» Work to complete: Reproduce every one of the items below word for word, changing nothing in any line.

» Records shown:
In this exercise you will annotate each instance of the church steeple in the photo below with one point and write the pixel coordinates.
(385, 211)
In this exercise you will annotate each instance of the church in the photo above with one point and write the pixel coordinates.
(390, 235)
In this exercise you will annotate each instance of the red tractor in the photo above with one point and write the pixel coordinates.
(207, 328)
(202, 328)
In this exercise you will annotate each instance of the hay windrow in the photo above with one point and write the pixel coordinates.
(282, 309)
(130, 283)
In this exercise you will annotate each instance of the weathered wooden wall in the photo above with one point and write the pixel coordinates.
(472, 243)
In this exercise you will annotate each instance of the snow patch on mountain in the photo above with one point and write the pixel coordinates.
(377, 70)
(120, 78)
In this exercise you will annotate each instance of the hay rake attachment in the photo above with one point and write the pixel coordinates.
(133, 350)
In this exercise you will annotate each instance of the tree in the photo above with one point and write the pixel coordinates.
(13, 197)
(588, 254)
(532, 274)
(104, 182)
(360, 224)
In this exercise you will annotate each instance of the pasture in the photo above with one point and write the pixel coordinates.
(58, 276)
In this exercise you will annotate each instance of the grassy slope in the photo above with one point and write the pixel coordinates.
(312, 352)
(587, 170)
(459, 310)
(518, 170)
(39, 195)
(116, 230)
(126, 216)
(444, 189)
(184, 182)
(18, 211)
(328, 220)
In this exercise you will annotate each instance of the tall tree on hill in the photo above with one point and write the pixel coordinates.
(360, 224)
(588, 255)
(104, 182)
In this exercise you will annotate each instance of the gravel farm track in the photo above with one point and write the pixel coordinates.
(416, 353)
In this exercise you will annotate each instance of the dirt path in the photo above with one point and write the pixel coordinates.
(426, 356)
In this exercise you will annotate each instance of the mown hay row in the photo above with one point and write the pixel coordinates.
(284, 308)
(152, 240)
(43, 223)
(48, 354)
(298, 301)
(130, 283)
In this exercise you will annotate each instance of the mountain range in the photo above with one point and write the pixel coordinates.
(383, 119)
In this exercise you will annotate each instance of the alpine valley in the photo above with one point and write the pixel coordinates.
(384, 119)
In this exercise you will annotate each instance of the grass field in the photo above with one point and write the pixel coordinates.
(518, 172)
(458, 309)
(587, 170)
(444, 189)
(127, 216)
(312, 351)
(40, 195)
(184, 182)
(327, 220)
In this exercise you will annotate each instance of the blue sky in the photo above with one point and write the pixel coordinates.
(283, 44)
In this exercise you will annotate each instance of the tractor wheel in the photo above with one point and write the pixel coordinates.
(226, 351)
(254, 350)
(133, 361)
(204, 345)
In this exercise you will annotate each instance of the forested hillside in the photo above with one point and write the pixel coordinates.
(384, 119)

» Full answer:
In this exercise you will annotate each instance of the church steeple in the photo below with one point and write the pixel coordinates.
(385, 211)
In this exercise you will annotate each instance of the church in the photo above with one point and write the pixel coordinates.
(390, 235)
In this exercise you will annotate each instance of the red tractor in the photo above with one point and write the pixel coordinates.
(207, 328)
(202, 328)
In this exercise you will annotate each instance of the hay windrow in the photo above with one point and write the pixel coordinates.
(282, 309)
(130, 283)
In this exercise you will annotate each instance of the weathered wooden wall in the photo above with one point and write the pixel coordinates.
(472, 243)
In this exercise you will annotate each instance of the snow patch on mountain in the photo above with one point and write the pixel coordinates.
(377, 70)
(120, 78)
In this exercise you will annotate each instance of the hay rake attachment in the photo above with one point and write the pixel coordinates.
(133, 350)
In this exercise you will annotate each instance of the tree in the photo above with one point and write the pixel coordinates.
(13, 197)
(588, 254)
(532, 274)
(104, 182)
(360, 224)
In this exercise you will annotate each instance of the pasture in the photo above with one point and write the pixel coordinates.
(58, 276)
In this exercise you will annotate each instance of the grassy slope in the photo above with one point and write the pixel coordinates.
(312, 352)
(587, 170)
(459, 310)
(518, 170)
(39, 195)
(116, 230)
(126, 216)
(444, 189)
(184, 182)
(18, 211)
(328, 220)
In this exercise you will annotate each instance of the tall tree on hill in the photo above with one point and write the pixel coordinates.
(360, 224)
(588, 255)
(104, 182)
In this exercise you will annotate each instance of the gravel farm track in the photo above with one point and write the pixel coordinates.
(416, 353)
In this exercise you will annotate each instance of the dirt path in the photo above with one point and write the pixel coordinates.
(426, 356)
In this exercise you will annotate each instance of the mown hay row in the photo above with one point and write the pixel coordinates.
(284, 308)
(152, 240)
(43, 223)
(48, 354)
(298, 301)
(130, 283)
In this exercise you will annotate each instance of the mountain range in the photo above with one point and write the pixel coordinates.
(383, 119)
In this exercise you will annotate each instance of the alpine valley in the photo above with one point and write the pixel coordinates.
(384, 119)
In this exercise you will annotate each instance of the grass field in the photo above with one point and write the pixel coordinates.
(518, 172)
(458, 309)
(587, 170)
(444, 189)
(127, 216)
(312, 351)
(40, 195)
(184, 182)
(327, 220)
In this exercise you will annotate each instance of the blue sky in the photo above with one point and write the pixel coordinates.
(283, 44)
In this exercise you will annotate each instance of the tractor wheel in the photo above with one point and write the pixel coordinates.
(226, 351)
(254, 350)
(133, 361)
(204, 345)
In this exercise you will annotate each instance of the forested hillside in the photo above with one point and write the pixel coordinates.
(384, 119)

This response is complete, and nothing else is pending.